Restate word for word, and only, the lines that extend from the line containing "Target: rain gutter" through the end of the records below.
[Supplied information — start]
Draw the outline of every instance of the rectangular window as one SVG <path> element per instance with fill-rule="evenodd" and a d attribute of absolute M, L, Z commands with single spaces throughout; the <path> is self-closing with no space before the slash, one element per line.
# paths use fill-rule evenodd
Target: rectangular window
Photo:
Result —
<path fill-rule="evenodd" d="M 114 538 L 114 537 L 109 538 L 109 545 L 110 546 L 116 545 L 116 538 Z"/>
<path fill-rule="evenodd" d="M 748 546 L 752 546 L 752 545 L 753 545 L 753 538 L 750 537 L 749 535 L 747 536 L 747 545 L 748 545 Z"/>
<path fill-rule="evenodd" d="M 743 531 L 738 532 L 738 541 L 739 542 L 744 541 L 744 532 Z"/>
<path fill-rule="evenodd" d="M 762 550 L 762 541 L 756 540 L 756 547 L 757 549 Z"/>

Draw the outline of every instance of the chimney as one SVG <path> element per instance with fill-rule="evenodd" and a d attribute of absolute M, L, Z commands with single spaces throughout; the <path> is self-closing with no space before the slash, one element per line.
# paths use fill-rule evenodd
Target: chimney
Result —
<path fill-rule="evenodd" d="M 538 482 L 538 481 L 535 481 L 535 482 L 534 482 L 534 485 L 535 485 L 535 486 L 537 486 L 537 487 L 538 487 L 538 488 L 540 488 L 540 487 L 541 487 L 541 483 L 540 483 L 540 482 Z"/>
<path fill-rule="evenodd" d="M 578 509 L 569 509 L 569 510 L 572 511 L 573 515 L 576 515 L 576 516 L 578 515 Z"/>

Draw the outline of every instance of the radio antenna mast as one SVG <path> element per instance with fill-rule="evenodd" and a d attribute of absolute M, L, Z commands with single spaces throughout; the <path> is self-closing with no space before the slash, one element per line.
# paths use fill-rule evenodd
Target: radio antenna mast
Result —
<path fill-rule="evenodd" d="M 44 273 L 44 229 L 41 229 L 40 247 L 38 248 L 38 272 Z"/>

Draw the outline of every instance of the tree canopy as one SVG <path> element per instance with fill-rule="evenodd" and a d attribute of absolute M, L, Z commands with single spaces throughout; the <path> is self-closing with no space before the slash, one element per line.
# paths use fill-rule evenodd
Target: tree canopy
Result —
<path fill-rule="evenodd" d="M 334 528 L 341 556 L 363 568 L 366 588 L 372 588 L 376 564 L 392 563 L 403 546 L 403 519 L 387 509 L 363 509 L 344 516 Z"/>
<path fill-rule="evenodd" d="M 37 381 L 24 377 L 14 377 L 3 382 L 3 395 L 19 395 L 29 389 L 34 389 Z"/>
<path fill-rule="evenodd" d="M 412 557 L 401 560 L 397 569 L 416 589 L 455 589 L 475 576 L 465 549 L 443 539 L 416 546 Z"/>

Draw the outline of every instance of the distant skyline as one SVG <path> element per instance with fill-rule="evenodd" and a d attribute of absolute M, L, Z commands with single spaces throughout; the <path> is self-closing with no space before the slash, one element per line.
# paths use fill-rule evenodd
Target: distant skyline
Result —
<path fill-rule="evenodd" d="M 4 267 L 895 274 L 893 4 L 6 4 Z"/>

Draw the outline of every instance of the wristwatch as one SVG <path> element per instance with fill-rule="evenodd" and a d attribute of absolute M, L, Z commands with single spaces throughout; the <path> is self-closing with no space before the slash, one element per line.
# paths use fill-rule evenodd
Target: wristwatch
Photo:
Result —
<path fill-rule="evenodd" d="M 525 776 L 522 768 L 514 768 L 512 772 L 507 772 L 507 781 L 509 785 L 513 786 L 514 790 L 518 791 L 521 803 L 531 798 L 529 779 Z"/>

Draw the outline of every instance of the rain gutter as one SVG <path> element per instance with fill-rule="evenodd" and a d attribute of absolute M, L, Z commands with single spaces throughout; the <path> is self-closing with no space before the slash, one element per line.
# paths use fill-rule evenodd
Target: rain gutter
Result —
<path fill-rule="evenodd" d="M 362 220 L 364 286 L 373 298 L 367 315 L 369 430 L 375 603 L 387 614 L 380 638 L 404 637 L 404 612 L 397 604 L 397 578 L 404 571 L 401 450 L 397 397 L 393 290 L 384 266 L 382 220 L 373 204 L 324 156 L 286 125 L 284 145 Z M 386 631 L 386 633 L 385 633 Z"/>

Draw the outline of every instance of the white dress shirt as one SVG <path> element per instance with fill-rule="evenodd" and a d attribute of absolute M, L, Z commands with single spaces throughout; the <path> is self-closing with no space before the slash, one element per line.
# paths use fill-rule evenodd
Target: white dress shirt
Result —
[Supplied information — finish]
## Answer area
Target: rain gutter
Result —
<path fill-rule="evenodd" d="M 362 220 L 364 286 L 373 298 L 367 315 L 369 430 L 375 603 L 387 614 L 380 638 L 404 637 L 404 612 L 397 604 L 397 578 L 404 571 L 401 450 L 397 397 L 393 290 L 384 266 L 382 220 L 373 204 L 324 156 L 286 125 L 284 145 Z M 386 631 L 386 633 L 385 633 Z"/>

Draw the outline of every instance of the white dress shirt as one SVG <path> element per instance with fill-rule="evenodd" and a d attribute of absolute M, L, Z commands with single spaces throughout; the <path> is self-closing with no space before the slash, one element per line.
# paths use fill-rule evenodd
Target: white dress shirt
Result —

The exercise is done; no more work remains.